Enunciado do exercício.
Segundo o texto sobre o livro Costuras para fora, os 21 contos da obra não são sobre certas coisas. Liste todas essas coisas.

====== Texto fornecido

Costuras para fora é um livro que vem subverter essa lógica tradicional de esconder aquilo que une as partes de um inteiro. Porém, os 21 contos presentes na obra não são sobre tecidos, linhas e agulhas. São sobre as tenuidades da vida, o cotidiano em curso, escritos por meio de uma ótica voltada às miudezas banalizadas que suturam os acontecimentos. Alguns contos são curtos, para uma tragada só. Outros exigem um pouco mais de fôlego de leitura. Funcionam, assim, como doses homeopáticas de literatura. Até porque sua autora, Ana Squilanti, antes de se encontrar na escrita, é farmacêutica de formação. “Eu via a cura através de um remédio. Mas acho que uma história serve como remédio para gente”, ela diz à Continente, ao falar da guinada em sua carreira.

Remédio esse que Ana imprime em 144 páginas de uma edição delicadamente montada graficamente, nas quais estão elencadas histórias, personagens e perspectivas plurais, de várias texturas, acabamentos e cores. Isso, graças à escrita criativa da autora, que se atém a trazer significado para cada elemento da narrativa, desde o cenário até os diálogos curtos. Ler Costuras para fora é uma experiência de descobertas e despedidas a cada novo capítulo. De conhecer novas narrativas ao dar adeus a outras. É como se deparar com os finais sem pontos, e aprender a se relacionar com existências em reticências. E, mesmo ficcionais, os contos carregam veracidade capaz de promover identificação do leitor com uma ou mais histórias.

============
====== Informações extraídas

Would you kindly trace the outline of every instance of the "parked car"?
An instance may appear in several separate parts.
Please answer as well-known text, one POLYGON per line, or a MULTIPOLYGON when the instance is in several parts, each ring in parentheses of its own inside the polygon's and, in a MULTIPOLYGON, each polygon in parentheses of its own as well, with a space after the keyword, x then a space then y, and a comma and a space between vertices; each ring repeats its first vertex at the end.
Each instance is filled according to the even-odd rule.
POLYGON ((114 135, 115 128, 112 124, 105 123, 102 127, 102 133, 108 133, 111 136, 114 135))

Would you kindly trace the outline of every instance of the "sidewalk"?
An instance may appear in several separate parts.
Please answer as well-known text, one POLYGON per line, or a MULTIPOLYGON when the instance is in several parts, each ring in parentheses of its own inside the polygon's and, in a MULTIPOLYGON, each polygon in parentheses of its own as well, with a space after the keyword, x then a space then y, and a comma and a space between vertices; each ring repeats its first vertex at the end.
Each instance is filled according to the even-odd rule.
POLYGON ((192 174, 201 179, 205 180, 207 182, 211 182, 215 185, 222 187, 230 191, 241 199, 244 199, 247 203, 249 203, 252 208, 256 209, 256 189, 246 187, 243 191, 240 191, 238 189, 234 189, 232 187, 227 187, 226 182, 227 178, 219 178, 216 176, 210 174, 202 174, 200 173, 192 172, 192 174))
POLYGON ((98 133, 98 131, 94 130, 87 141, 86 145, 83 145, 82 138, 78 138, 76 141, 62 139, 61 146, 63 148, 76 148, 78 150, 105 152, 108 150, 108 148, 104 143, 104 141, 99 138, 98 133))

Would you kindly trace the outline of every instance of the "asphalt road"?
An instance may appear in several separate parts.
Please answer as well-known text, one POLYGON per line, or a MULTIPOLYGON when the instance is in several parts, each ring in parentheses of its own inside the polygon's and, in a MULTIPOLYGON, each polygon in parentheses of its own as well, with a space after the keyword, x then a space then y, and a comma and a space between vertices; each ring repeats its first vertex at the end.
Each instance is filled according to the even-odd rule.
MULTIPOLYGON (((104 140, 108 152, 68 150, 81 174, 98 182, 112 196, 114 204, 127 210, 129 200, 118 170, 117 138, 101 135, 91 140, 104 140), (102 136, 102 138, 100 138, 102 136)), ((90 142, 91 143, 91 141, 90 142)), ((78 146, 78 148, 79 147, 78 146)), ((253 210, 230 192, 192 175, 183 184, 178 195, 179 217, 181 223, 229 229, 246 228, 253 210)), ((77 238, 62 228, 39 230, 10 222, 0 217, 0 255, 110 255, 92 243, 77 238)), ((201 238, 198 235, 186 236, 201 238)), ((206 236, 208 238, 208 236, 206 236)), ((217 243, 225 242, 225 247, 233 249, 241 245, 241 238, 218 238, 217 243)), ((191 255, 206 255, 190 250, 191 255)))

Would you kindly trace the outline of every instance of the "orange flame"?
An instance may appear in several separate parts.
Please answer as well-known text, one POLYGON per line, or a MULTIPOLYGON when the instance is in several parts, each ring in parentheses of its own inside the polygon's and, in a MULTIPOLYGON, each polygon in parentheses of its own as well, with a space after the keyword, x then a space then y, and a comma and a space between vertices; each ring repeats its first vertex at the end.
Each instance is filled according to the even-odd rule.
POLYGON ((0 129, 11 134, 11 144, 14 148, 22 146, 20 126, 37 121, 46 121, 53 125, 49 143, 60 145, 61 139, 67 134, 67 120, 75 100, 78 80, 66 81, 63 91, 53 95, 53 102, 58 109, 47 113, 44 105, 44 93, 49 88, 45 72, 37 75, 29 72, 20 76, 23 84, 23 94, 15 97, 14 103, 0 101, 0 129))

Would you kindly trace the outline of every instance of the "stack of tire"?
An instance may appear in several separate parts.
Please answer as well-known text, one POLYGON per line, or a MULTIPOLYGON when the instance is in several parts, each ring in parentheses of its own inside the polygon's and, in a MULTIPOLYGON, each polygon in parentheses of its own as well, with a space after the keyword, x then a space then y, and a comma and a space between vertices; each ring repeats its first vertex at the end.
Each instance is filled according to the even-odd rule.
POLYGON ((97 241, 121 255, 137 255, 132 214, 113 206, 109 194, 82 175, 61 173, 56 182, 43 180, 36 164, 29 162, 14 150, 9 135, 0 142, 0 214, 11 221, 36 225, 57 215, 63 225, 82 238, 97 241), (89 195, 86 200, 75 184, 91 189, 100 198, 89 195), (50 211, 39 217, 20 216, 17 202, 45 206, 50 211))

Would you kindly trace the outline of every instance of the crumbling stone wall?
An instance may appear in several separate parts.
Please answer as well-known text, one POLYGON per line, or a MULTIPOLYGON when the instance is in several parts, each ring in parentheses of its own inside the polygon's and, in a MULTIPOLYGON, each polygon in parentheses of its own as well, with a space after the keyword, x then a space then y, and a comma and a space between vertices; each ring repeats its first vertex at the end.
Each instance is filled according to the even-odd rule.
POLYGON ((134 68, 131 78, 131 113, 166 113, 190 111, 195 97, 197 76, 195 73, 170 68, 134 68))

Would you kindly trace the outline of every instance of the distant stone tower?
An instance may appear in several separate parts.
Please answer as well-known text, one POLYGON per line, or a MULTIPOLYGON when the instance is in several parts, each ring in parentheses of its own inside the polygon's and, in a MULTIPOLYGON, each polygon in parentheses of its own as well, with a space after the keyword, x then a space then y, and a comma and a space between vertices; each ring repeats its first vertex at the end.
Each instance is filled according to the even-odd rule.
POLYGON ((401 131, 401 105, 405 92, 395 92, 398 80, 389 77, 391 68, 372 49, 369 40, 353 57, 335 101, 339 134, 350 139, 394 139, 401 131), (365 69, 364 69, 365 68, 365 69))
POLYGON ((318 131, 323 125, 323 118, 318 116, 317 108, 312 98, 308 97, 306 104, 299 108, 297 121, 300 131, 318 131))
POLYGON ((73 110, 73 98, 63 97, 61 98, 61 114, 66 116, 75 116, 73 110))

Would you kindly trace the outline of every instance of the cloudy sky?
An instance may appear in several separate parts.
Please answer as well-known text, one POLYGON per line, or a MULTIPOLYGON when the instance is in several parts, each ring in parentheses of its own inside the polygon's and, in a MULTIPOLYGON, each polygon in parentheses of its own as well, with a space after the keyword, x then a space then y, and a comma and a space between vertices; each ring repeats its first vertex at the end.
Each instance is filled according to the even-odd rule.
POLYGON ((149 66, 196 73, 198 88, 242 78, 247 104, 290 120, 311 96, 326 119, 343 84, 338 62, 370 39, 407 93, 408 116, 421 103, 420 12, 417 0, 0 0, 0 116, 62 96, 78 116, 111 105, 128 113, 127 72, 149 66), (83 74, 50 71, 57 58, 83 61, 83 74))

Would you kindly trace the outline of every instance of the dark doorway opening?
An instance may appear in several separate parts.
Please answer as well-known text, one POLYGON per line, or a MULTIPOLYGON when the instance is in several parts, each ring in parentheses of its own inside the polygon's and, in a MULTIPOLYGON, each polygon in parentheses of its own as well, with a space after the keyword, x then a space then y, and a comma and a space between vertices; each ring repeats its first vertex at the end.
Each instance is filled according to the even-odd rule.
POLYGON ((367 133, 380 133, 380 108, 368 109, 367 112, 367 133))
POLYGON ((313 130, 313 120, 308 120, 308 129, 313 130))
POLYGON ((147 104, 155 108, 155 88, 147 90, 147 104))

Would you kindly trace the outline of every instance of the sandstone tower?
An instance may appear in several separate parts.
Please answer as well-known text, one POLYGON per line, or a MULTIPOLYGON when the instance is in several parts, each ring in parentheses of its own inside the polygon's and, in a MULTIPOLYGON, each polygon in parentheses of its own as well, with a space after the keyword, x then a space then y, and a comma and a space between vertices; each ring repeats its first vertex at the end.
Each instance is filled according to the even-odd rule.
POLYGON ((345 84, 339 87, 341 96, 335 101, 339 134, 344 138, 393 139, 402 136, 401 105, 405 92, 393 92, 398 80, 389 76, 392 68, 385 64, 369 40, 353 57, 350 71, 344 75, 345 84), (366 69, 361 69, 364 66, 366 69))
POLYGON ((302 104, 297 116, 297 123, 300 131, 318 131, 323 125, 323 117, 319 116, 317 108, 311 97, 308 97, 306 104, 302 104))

============

Solução do problema.
Tecidos, linhas e agulhas.